### Exercise details
Each line below is to be written out in full, exactly as shown.

[Records from a dataset]
──────
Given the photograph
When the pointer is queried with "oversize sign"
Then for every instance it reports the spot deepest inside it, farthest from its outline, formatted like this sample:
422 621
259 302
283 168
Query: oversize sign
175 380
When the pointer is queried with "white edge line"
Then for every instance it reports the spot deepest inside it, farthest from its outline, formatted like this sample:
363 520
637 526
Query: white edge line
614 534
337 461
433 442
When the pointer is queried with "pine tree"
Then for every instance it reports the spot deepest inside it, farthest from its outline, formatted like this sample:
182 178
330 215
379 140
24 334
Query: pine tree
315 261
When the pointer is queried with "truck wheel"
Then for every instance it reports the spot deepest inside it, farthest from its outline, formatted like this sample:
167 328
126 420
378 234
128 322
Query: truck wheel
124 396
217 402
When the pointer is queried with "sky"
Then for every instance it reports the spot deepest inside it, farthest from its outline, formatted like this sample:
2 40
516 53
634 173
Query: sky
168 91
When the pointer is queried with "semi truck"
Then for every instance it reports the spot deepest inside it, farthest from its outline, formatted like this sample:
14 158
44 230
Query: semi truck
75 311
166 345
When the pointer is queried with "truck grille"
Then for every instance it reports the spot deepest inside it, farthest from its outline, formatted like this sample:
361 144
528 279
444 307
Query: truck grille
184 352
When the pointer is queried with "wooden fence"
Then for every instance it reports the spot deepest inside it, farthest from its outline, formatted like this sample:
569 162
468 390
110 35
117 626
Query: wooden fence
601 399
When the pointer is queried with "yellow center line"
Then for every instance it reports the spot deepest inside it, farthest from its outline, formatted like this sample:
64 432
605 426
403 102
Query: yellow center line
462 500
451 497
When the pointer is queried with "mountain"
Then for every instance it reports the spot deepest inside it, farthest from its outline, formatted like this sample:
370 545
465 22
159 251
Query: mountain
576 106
──────
### Output
Given the photograph
When the pointer is queried with "oversize sign"
Then for every instance it reports the spot deepest inside it, farthest from its outline, formatted like this sample:
422 621
259 302
283 168
Query: oversize sign
175 380
When the pointer is queried with "white edge line"
Then for every instance it reports the spot deepest inside it, farthest from its outline, formatted like this sample:
363 520
637 526
Query: white edge line
614 534
337 461
433 442
When the pointer is queried with "pine tree"
Then for every instance it reports the spot deepest inside it, farthest from its outline, formatted like this sample:
182 178
330 215
379 140
24 334
Query: pine tree
315 261
When the pointer is queried with "truck wheel"
Then for every instance it reports the spot deepest inside it, farthest from its outline, formatted like this sample:
167 328
126 420
378 234
128 322
Query: truck wheel
124 396
217 402
When the pointer is queried with "sky"
Then for every instance it reports the spot deepest inside it, farthest from its outline, formatted like this sample:
2 40
516 53
634 173
Query: sky
168 91
When the pointer is queried with "semi truck"
Then for every instance it reports the spot deepest inside it, farthest from its outline, formatted like this sample:
14 158
44 230
Query: semi truck
75 311
166 345
When the pointer is queried with "truck grille"
Then for every instance it reports the spot deepest inside it, farthest from its outline, formatted like this sample:
361 144
528 279
444 307
Query: truck grille
184 352
When the pointer is queried with "wooden fence"
Then for every instance it reports the spot deepest inside it, farthest from its outline, formatted like this sample:
569 162
468 390
110 35
117 626
Query: wooden fence
601 399
When the pointer is queried with "yellow center line"
Then for every instance it reports the spot deepest inside it, farthest from its outline, formatted like this sample:
64 432
605 426
403 102
Query: yellow center line
462 500
451 497
When the pointer is queried with "mountain"
Then for every instance it reports the spot deepest inside it, farthest from its outline, formatted like this sample:
370 545
465 22
159 251
Query: mountain
576 106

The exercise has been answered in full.